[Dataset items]
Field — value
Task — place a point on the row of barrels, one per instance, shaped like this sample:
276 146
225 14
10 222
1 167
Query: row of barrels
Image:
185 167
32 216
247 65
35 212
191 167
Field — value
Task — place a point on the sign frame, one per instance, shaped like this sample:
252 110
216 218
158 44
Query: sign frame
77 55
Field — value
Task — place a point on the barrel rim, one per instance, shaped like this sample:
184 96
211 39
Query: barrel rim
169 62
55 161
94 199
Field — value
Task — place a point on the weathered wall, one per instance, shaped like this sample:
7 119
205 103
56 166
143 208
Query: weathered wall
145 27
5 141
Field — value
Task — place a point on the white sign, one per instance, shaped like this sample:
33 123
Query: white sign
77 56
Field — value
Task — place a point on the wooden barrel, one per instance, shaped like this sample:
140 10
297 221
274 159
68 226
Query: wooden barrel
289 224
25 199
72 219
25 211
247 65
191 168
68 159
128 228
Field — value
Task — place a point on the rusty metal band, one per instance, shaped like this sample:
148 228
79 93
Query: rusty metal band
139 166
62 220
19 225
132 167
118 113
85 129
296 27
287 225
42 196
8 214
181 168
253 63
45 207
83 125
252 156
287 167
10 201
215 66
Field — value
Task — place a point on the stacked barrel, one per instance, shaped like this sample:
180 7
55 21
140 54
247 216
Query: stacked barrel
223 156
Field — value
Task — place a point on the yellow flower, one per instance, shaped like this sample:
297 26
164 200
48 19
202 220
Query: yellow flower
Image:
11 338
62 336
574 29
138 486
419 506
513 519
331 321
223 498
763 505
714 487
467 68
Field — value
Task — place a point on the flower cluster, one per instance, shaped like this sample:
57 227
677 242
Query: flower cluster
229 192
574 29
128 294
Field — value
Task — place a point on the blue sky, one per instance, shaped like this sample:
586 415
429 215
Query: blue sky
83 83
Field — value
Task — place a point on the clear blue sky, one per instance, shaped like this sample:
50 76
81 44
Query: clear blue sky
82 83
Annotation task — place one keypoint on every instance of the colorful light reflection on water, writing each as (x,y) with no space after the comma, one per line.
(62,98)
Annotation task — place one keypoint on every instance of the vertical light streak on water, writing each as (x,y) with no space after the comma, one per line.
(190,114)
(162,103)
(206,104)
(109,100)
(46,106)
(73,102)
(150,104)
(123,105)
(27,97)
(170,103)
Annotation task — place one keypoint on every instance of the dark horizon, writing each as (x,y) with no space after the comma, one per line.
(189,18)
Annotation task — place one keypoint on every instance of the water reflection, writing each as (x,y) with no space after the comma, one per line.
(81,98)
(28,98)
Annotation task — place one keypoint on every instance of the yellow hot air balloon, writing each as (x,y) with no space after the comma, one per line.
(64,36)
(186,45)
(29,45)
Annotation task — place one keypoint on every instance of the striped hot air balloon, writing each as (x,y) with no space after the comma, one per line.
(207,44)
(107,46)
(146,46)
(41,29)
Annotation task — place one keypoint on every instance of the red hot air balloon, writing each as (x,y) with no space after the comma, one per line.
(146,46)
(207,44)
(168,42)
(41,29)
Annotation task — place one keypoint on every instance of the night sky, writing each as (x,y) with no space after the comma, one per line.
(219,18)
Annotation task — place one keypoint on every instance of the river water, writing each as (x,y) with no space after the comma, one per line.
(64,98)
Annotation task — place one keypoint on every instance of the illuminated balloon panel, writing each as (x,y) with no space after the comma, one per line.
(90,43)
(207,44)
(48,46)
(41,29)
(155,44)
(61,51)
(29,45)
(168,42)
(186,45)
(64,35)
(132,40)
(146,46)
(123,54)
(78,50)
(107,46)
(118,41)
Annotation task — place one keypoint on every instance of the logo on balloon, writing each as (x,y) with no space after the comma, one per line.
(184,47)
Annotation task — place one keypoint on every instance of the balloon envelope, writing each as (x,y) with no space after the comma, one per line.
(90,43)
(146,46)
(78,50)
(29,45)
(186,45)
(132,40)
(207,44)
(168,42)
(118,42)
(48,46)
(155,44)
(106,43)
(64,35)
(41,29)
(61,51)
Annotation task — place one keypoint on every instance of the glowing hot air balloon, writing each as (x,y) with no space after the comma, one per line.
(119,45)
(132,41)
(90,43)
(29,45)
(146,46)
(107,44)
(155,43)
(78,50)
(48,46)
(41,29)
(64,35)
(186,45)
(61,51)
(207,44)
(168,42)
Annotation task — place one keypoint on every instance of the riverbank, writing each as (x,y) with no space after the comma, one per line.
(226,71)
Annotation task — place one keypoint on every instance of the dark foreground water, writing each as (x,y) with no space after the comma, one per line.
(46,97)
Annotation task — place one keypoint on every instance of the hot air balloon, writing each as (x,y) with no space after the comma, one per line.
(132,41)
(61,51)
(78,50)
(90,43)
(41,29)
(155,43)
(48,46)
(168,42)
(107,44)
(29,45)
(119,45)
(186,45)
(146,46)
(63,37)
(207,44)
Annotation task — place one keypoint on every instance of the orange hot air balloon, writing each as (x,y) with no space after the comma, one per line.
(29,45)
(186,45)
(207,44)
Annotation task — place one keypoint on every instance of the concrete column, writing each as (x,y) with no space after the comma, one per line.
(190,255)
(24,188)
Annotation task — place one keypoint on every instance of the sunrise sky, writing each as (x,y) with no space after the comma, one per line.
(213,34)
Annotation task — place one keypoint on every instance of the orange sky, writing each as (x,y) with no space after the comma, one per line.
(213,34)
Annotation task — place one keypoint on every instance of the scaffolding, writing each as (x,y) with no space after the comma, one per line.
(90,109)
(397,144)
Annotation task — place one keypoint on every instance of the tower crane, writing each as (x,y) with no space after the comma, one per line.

**Problem:**
Write out all the data again, exactly as it appears.

**Expected output:**
Field — value
Task — place a point on the row of barrels, one per instance, shaped like this sample:
276 146
225 14
10 222
1 167
Query: row of barrels
Image:
185 167
32 216
247 65
35 212
191 167
Field — value
Task — place a point on the sign frame, one per instance, shaped like this sample:
252 110
216 218
158 44
Query: sign frame
77 55
Field — value
Task — place a point on the barrel rim, one per instance, shaped like this sample:
184 96
211 39
Query: barrel rim
169 62
55 161
94 199
Field — value
Task — place a point on the weathered wall, one per instance, shaped like this sample:
7 119
205 103
56 166
143 208
Query: weathered wall
145 27
5 141
Field — value
Task — place a point on the white sign, one per instance, shaped like this sample:
33 123
Query: white sign
77 56
Field — value
Task — place a point on the wooden barrel, one per instance, shaped like this sample:
140 10
297 221
274 159
68 226
Query: wooden barrel
289 224
25 199
72 219
25 211
247 65
191 168
68 159
128 228
Field — value
Task — place a point on the rusty metal band, one per instance, shaped like this sample:
148 228
79 93
Query: rusty metal band
139 166
62 220
19 225
132 167
118 113
85 129
296 27
287 225
42 196
8 214
181 168
253 63
45 207
83 125
252 156
287 167
10 201
215 66
Field — value
Task — place a point on the stacked barrel, one per instance, shaped like this sample:
180 7
55 21
140 54
247 216
Query: stacked barrel
223 156
Field — value
Task — place a point on the yellow flower, one per instance, shaped like this sample:
297 26
164 200
48 19
202 220
Query: yellow flower
Image:
11 338
62 336
574 29
138 486
419 506
513 519
331 321
223 498
763 505
714 487
467 68
Field — value
Task — place a point on the flower cluster, one per instance, shaped like this sample:
57 227
677 242
Query: flower cluster
229 192
574 29
128 294
Field — value
Task — place a point on the blue sky, one per instance, shaped like this sample:
586 415
429 215
Query: blue sky
83 83
Field — value
Task — place a point on the clear blue sky, one per instance, shaped like this sample:
50 76
81 44
Query: clear blue sky
82 83
Annotation task — place one keypoint on every instance of the colorful light reflection on water, writing each as (x,y) with no space after the comma, one per line.
(62,98)
Annotation task — place one keypoint on every instance of the vertical light streak on water, writing each as (x,y) with no space after the comma, one per line.
(190,114)
(162,103)
(206,104)
(109,100)
(46,106)
(73,102)
(150,104)
(123,105)
(27,97)
(170,103)
Annotation task — place one keypoint on every instance of the dark horizon, writing each as (x,y) with no space after the comma, one per line.
(189,18)
Annotation task — place one keypoint on every instance of the water reflection, writing each as (x,y) with no space after the comma, one per line.
(81,98)
(28,98)
Annotation task — place one keypoint on every instance of the yellow hot air balloon, writing each as (x,y) with no space after the comma, one per line.
(64,36)
(186,45)
(29,45)
Annotation task — place one keypoint on every instance of the striped hot air balloon, writing each as (x,y) with no space after the comma, one per line.
(207,44)
(107,46)
(146,46)
(41,29)
Annotation task — place one keypoint on every instance of the red hot air balloon, writing each as (x,y) with no space after the comma, one per line.
(146,46)
(207,44)
(168,42)
(41,29)
Annotation task — place one keypoint on every instance of the night sky, writing each as (x,y) with no space after the comma, one per line.
(219,18)
Annotation task — place one keypoint on every instance of the river water, writing each as (x,y) with no space after the comma, one per line.
(64,98)
Annotation task — place one keypoint on every instance of the illuminated balloon panel, writing each as (x,y) with no space after the comma, one per line.
(90,43)
(207,44)
(48,46)
(41,29)
(155,44)
(61,51)
(29,45)
(168,42)
(186,45)
(64,35)
(132,40)
(146,46)
(123,54)
(78,50)
(107,46)
(118,41)
Annotation task — place one keypoint on every instance of the logo on balloon, writing each as (x,y) with no space after the comma, one per line.
(184,47)
Annotation task — place one keypoint on every instance of the balloon envelope, writing each as (x,y) with no space after the comma, one per line.
(90,43)
(146,46)
(78,50)
(29,45)
(186,45)
(132,40)
(207,44)
(168,42)
(118,42)
(48,46)
(155,44)
(106,43)
(64,35)
(41,29)
(61,51)
Annotation task — place one keypoint on every instance of the glowing hot air balloon, writing each as (x,y) with no space after the comma, one per line.
(119,45)
(132,41)
(90,43)
(29,45)
(146,46)
(107,44)
(155,43)
(78,50)
(48,46)
(41,29)
(64,35)
(186,45)
(61,51)
(207,44)
(168,42)
Annotation task — place one keypoint on every instance of the riverbank, writing each as (x,y) with no space after the comma, one per line.
(226,71)
Annotation task — place one keypoint on every instance of the dark foreground water, writing each as (x,y) with no space after the comma, one per line.
(46,97)
Annotation task — place one keypoint on every instance of the hot air balloon, writing each as (x,y) with no space after the comma, one per line.
(132,41)
(61,51)
(78,50)
(90,43)
(41,29)
(155,43)
(48,46)
(168,42)
(107,44)
(29,45)
(119,45)
(186,45)
(146,46)
(63,37)
(207,44)
Annotation task — place one keypoint on every instance of the orange hot air balloon, writing each as (x,y) with no space after the comma, one per line.
(29,45)
(186,45)
(207,44)
Annotation task — place one keypoint on every instance of the concrete column, writing each as (x,y) with no space after the comma, one per line.
(190,255)
(24,188)
Annotation task — place one keypoint on every instance of the sunrise sky, writing each as (x,y) with no space after the comma, one per line.
(213,34)
Annotation task — place one keypoint on every instance of the orange sky, writing each as (x,y) with no space after the comma, one per line.
(213,34)
Annotation task — place one keypoint on every instance of the scaffolding, writing each as (x,y) with no space after the comma, one per line.
(90,109)
(397,144)
Annotation task — place one keypoint on every instance of the tower crane, writing each as (x,y) with no space after the comma, one per line.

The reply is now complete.